- _PROVIDED RECORDS_:
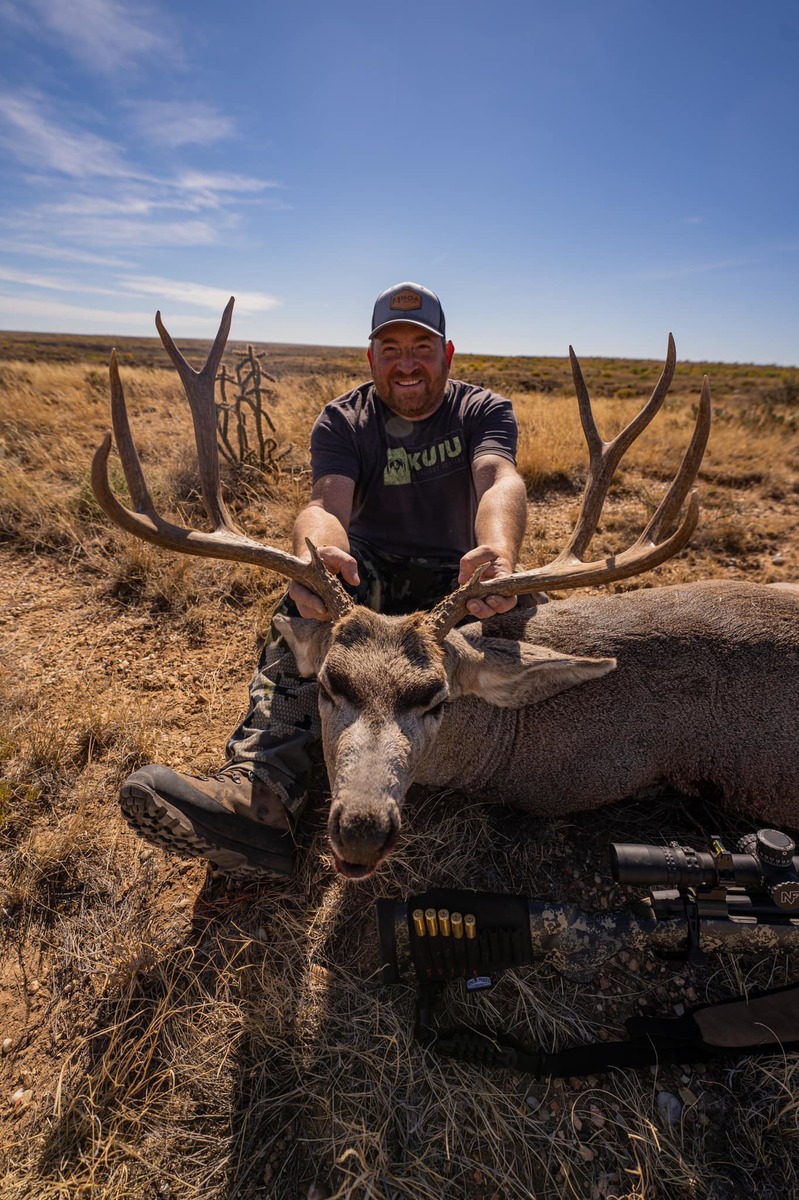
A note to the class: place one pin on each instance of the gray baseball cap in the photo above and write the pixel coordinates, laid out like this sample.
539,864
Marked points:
412,305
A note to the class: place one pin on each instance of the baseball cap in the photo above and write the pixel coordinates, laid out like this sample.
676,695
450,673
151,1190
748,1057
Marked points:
410,304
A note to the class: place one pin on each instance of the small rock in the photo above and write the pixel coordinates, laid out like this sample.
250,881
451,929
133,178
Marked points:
668,1107
596,1117
22,1097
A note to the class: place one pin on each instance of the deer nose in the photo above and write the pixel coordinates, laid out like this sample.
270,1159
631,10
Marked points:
362,835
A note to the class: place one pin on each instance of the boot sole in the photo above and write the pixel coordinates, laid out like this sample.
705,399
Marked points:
166,826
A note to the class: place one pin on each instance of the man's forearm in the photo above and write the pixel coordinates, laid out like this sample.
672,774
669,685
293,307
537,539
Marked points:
502,516
320,527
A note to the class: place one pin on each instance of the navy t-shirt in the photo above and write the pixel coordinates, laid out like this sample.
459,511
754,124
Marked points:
414,495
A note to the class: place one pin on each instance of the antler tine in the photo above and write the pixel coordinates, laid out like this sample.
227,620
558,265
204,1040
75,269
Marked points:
568,570
226,541
198,387
328,586
125,444
605,456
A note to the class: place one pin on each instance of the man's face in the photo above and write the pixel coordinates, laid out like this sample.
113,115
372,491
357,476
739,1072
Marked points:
410,367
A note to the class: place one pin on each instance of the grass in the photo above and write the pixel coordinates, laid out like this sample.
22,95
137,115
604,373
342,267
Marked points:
184,1042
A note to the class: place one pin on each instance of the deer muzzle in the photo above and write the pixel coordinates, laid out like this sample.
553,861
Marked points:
370,780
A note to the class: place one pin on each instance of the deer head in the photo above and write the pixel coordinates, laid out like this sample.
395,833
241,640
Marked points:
384,682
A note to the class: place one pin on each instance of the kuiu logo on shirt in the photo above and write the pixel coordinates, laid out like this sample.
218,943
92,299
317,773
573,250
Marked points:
401,465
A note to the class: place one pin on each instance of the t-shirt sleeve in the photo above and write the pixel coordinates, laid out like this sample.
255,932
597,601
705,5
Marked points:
334,450
493,429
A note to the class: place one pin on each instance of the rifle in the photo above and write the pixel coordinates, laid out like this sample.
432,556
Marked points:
709,900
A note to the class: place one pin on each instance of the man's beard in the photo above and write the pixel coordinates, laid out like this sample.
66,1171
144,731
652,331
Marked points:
418,401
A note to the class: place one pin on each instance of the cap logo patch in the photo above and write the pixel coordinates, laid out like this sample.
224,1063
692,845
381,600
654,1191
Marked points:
404,301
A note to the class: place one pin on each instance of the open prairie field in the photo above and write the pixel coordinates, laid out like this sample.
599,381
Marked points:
166,1038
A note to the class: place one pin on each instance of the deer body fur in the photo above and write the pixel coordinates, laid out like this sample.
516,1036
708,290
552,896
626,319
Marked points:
704,699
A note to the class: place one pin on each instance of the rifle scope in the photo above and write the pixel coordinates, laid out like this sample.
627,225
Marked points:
764,861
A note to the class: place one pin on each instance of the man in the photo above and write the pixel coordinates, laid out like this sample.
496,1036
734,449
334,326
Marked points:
414,489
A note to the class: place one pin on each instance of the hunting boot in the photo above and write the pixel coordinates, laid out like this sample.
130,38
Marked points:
239,823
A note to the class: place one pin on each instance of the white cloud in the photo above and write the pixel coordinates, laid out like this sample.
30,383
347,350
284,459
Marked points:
41,143
97,231
174,124
199,294
24,249
221,181
104,35
48,283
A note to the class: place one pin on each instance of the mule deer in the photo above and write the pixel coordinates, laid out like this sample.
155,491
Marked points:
578,702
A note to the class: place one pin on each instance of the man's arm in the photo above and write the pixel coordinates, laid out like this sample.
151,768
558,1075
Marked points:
498,527
324,521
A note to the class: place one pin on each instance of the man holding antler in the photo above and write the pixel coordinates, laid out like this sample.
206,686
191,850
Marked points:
414,490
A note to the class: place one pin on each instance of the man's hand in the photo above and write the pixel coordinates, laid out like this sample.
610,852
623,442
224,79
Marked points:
338,562
498,564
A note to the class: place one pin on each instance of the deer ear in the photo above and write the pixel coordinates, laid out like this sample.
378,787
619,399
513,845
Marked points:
511,675
307,640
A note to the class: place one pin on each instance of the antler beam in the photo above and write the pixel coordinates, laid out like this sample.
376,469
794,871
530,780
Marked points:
226,541
569,570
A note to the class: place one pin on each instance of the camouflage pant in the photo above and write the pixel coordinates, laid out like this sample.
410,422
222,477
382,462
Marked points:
282,726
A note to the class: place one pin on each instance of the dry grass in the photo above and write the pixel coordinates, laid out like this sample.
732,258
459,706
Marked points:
178,1041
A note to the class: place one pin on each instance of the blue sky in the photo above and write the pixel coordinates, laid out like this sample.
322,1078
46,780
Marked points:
595,172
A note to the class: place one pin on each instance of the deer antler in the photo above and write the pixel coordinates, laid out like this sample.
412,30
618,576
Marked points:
227,540
569,570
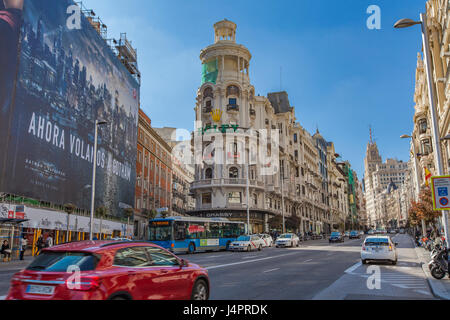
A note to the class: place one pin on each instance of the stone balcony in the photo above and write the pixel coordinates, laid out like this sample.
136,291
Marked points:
209,183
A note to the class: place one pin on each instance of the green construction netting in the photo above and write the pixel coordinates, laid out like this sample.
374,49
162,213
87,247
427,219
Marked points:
210,71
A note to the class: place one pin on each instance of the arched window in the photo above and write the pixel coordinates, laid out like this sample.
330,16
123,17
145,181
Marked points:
208,173
208,93
234,173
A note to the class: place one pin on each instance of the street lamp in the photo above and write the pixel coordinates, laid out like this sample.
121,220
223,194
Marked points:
94,167
404,23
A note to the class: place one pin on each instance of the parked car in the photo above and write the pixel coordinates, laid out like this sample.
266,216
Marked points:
247,243
336,237
268,241
110,270
287,240
379,248
354,235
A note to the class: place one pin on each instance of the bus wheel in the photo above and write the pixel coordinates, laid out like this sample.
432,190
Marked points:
191,248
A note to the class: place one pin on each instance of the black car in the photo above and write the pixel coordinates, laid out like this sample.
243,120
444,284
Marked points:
354,235
336,237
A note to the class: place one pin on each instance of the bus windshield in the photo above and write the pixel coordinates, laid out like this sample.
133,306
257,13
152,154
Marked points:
160,232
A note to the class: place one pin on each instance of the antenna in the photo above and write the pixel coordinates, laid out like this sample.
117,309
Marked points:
281,78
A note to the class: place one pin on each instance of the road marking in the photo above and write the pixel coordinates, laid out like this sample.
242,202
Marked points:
353,268
423,292
271,270
249,261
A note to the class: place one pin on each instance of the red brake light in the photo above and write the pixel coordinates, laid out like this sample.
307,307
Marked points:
85,284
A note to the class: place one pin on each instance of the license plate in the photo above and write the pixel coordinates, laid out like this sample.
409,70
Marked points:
45,290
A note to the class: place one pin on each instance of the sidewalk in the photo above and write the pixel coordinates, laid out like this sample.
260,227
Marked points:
15,264
440,288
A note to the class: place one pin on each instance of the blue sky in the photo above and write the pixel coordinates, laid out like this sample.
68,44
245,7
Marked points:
340,76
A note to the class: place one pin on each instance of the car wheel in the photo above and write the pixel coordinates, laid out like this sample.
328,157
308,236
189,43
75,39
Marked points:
200,291
191,248
437,273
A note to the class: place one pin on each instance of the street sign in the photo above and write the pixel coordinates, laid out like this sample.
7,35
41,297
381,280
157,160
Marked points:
440,189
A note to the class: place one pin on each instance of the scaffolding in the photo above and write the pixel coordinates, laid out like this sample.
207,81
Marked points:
121,48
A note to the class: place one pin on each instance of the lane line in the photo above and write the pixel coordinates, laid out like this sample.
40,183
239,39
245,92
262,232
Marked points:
249,261
271,270
353,268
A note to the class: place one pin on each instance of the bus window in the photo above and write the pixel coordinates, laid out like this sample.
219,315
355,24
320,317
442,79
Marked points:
160,232
180,230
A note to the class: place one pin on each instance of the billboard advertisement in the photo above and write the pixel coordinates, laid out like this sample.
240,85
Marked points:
67,78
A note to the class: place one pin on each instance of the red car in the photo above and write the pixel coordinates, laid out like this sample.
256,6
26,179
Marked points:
109,270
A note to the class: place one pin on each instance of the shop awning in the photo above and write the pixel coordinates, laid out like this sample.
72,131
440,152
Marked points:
12,221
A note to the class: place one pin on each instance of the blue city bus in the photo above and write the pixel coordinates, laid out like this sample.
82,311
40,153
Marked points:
191,234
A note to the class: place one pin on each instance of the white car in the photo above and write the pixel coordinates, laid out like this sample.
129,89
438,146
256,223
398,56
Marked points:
379,248
287,240
247,243
267,239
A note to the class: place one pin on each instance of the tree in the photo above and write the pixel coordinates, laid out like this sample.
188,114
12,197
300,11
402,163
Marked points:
69,208
101,212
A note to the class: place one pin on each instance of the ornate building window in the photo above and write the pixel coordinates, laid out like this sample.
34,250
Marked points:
234,173
427,148
423,126
208,173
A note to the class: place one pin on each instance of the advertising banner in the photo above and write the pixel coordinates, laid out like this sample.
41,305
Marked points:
67,78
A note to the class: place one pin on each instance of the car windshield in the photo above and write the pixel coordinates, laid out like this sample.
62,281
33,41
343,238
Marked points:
61,261
377,242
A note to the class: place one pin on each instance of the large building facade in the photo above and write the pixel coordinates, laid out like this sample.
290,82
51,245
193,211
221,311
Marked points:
387,186
292,179
153,190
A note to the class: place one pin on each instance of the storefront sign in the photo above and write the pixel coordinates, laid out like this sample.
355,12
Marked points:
440,189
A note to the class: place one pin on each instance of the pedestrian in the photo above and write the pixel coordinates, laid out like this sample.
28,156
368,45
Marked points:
23,246
6,251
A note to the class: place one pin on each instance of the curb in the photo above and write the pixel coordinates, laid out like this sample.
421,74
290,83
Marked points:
436,286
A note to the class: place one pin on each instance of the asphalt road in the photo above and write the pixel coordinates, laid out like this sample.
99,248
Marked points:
315,270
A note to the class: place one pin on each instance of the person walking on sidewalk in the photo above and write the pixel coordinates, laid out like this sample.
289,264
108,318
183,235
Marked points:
6,251
23,246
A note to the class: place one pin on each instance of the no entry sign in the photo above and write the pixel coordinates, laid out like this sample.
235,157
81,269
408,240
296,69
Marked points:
440,188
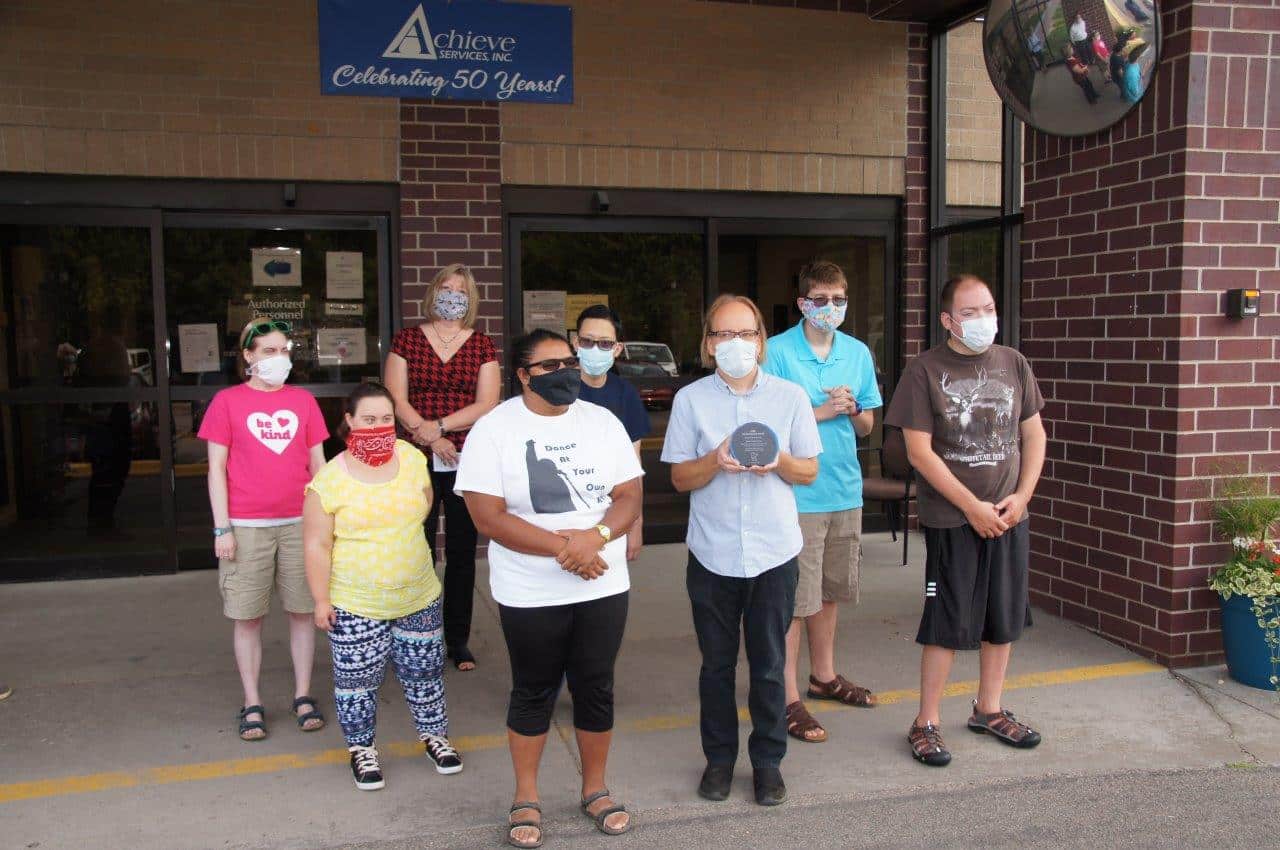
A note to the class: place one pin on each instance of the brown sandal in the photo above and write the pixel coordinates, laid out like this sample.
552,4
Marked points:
800,723
841,690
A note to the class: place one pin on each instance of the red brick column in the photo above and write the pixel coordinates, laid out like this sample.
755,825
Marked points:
451,201
1130,237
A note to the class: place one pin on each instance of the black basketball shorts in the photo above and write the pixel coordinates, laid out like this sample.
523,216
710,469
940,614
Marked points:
974,589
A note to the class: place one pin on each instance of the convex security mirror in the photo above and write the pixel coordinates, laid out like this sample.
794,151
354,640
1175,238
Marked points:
1072,67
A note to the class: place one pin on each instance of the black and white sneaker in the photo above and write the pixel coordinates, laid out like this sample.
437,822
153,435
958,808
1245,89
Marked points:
442,754
365,768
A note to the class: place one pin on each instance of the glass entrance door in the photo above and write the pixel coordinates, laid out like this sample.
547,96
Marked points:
118,328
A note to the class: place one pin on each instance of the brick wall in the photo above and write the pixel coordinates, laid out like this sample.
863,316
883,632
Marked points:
126,87
451,204
1130,238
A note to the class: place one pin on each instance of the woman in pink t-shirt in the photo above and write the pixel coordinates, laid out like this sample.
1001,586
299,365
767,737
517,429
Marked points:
265,442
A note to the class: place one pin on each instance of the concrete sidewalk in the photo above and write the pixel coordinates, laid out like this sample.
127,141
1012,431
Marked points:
120,729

- _SET EXERCISE_:
Give back exactly the lines from the one containing "of the brick" to the end of the material, both ends included.

- _EXERCISE RESPONSE_:
A note to the class: place one pin on each instance of the brick wall in the photo above and write the pixel coordinates, laid out like this sample.
863,316
883,632
Marked points:
126,87
451,204
1130,238
A note to the class: place one pin on each instance of the woman in pink t-shirt in the photo above and write the pixel coordinates, laid out like this sample.
1001,586
299,365
767,737
517,429
Marked points:
265,442
A note to the class: place one pin on each instance of the concrete sidewalk in the photo above and write the pixel coordinates, laid out like this sample.
127,141
1012,431
Marked points:
120,729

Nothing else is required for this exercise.